• _Prompt_: Copy each entry verbatim, excluding its images.
--- Given information Enclosed Below ---
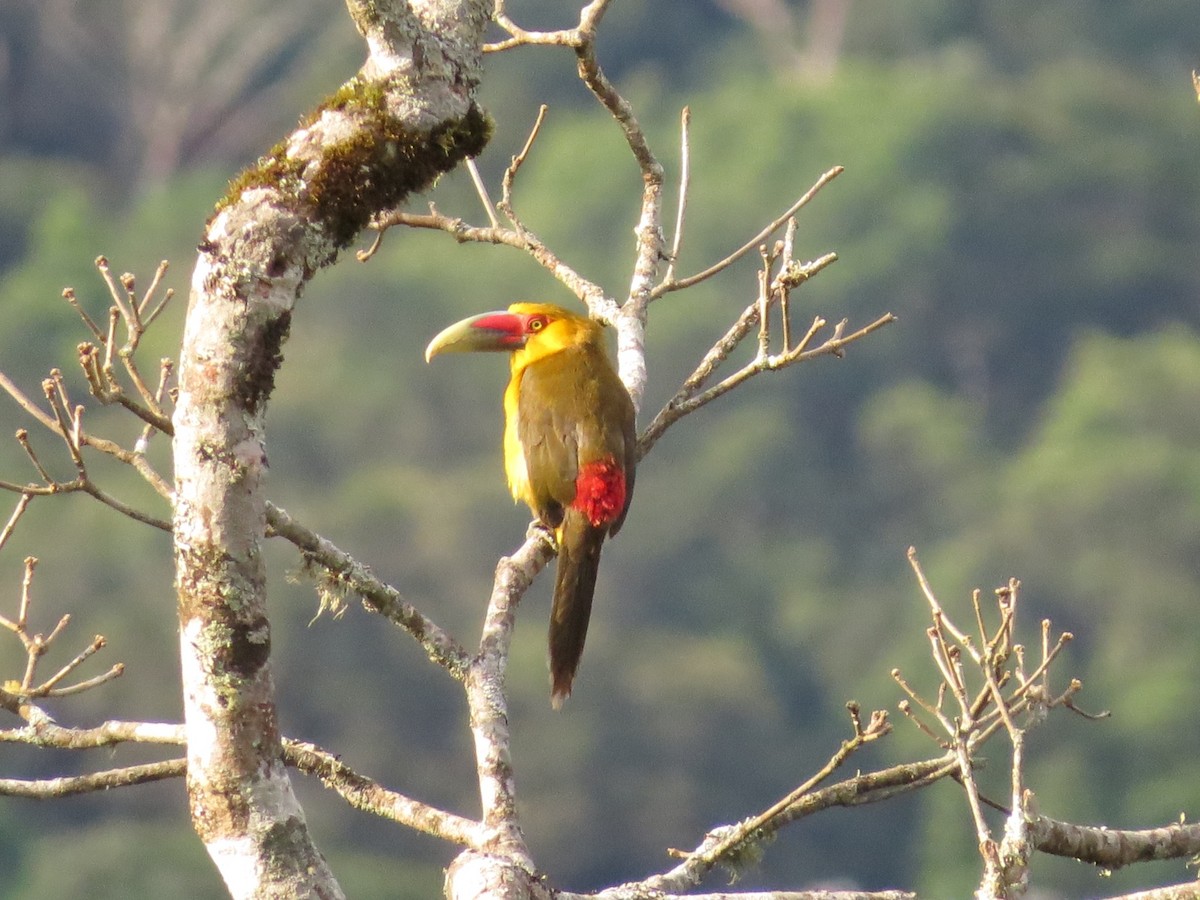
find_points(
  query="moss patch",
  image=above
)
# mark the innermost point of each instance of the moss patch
(376, 168)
--- End of Enclosed Given information ---
• _Finished exercise_:
find_points(
  query="moss patch",
  image=above
)
# mark the innermost point of each instance of the moss patch
(376, 168)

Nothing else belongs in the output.